STATED TASK
Copy out every line of the listing below verbatim, keeping each line in its original order.

(Source data)
--
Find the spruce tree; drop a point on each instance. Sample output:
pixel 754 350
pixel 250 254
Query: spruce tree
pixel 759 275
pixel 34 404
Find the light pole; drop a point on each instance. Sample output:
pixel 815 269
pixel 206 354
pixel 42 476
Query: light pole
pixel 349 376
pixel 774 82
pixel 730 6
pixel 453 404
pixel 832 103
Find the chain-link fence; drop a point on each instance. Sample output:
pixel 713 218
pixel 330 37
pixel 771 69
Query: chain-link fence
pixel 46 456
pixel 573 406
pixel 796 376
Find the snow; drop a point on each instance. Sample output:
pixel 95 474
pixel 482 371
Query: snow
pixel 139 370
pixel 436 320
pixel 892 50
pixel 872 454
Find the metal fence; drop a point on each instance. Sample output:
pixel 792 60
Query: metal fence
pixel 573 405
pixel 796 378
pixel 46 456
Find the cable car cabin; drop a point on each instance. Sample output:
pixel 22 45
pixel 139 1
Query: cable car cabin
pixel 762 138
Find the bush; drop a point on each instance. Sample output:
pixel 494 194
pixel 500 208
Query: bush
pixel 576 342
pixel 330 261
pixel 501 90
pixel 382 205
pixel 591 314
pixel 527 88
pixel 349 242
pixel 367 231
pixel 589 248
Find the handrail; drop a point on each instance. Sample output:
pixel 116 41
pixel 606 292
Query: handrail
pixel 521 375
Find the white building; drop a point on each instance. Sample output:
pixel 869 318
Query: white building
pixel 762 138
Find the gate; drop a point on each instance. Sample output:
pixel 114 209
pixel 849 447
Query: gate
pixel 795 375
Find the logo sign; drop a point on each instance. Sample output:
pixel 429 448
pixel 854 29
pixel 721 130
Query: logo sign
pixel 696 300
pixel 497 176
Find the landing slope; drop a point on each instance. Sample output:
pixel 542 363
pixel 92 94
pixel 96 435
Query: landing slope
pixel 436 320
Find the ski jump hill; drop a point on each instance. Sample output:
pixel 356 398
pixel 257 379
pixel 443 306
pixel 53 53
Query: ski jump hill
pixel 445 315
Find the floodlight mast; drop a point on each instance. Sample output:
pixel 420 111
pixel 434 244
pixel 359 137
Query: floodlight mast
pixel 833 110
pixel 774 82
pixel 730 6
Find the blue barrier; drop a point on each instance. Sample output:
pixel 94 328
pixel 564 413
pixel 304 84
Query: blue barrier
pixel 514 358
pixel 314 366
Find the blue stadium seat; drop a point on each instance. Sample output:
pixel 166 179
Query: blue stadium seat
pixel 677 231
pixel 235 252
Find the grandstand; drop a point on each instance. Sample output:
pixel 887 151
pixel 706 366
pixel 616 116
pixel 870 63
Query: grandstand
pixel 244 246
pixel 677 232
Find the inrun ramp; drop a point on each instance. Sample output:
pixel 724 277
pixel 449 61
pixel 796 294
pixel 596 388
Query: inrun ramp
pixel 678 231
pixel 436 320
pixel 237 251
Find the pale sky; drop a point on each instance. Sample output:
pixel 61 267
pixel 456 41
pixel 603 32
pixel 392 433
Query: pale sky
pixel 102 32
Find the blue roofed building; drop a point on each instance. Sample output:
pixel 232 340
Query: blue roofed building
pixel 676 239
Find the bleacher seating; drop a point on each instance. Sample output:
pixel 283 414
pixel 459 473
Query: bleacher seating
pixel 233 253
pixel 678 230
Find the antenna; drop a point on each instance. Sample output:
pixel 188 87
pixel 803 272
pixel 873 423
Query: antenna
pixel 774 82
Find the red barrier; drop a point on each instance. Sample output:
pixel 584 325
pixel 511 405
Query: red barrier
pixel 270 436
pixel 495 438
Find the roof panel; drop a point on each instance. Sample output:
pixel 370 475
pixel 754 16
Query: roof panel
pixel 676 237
--
FINAL RESULT
Find the spruce tree; drop a point on each instance. Sample output:
pixel 754 350
pixel 250 254
Query: spruce tree
pixel 759 275
pixel 34 404
Find the light pole; drop a point on each instance. Sample output:
pixel 815 269
pixel 206 354
pixel 42 476
Query: light pole
pixel 349 376
pixel 774 82
pixel 730 6
pixel 453 404
pixel 832 103
Find the chain-link fence; drop a point on each instance. Sample output:
pixel 713 218
pixel 330 37
pixel 771 69
Query: chain-link fence
pixel 46 456
pixel 573 406
pixel 796 376
Find the snow; drop a point on each instance. Sample output:
pixel 95 474
pixel 482 371
Query: snow
pixel 139 370
pixel 436 320
pixel 892 50
pixel 872 454
Find the metal fence; drop a point on each instance. Sample output:
pixel 792 60
Query: metal fence
pixel 573 405
pixel 796 378
pixel 46 456
Find the cable car cabin; drop a point on each instance. Sample output:
pixel 22 45
pixel 139 1
Query: cable car cabin
pixel 762 138
Find the bush; drop a point on each instance. Sample output:
pixel 494 194
pixel 500 208
Query: bush
pixel 576 342
pixel 330 261
pixel 501 90
pixel 382 205
pixel 591 314
pixel 527 88
pixel 349 242
pixel 367 231
pixel 589 248
Find the handrail; drop a point on each instance. Sample output:
pixel 116 41
pixel 606 292
Query: handrail
pixel 521 375
Find the white building; drop a point on each instance. Sample output:
pixel 869 318
Query: white building
pixel 762 138
Find the gate; drop a point on each instance. Sample output:
pixel 114 209
pixel 849 447
Query: gate
pixel 795 375
Find the logo sign; drop a point on each instance. Sample output:
pixel 429 448
pixel 854 29
pixel 721 130
Query: logo sign
pixel 696 300
pixel 497 176
Find the landing slope; drop a point on each instance. Sample output:
pixel 542 363
pixel 92 94
pixel 96 435
Query: landing slope
pixel 436 320
Find the ski jump hill; drop a point on each instance. Sample output:
pixel 356 398
pixel 257 379
pixel 443 306
pixel 53 53
Query: ski jump hill
pixel 445 315
Find the floodlight mast; drop a point on each instance. Sample output:
pixel 420 111
pixel 434 244
pixel 359 137
Query: floodlight mast
pixel 833 110
pixel 774 82
pixel 730 6
Find the blue barrier; drop a point on each instance. Sample output:
pixel 94 328
pixel 564 413
pixel 304 84
Query: blue barrier
pixel 514 358
pixel 314 366
Find the blue stadium seat; drop a point on each instance. Sample output:
pixel 166 179
Query: blue stadium seat
pixel 677 231
pixel 235 252
Find the grandstand; drop a point on each instance. Sample output:
pixel 887 151
pixel 706 366
pixel 616 116
pixel 870 63
Query: grandstand
pixel 244 246
pixel 677 232
Find the inrun ramp; drop a point on each instance. Sample output:
pixel 724 277
pixel 449 61
pixel 796 294
pixel 596 388
Query: inrun ramp
pixel 678 231
pixel 436 320
pixel 237 251
Find the pale sky; drop a point on each instance. Sample output:
pixel 61 267
pixel 456 41
pixel 603 32
pixel 392 433
Query: pale sky
pixel 102 32
Find the blue roofed building; drop a point on each instance. Sample output:
pixel 232 340
Query: blue roofed building
pixel 676 239
Find the bleacher seating; drop a point on each instance. Sample output:
pixel 283 414
pixel 459 473
Query: bleacher seating
pixel 233 253
pixel 678 230
Find the antenna; drop a point on each instance. Sample output:
pixel 188 87
pixel 803 272
pixel 873 423
Query: antenna
pixel 774 82
Find the red barrier; drop a point on each instance. Sample output:
pixel 584 325
pixel 511 405
Query: red barrier
pixel 270 436
pixel 495 438
Find the roof panel; drop a point on each instance. Sample output:
pixel 370 475
pixel 754 16
Query: roof panel
pixel 676 237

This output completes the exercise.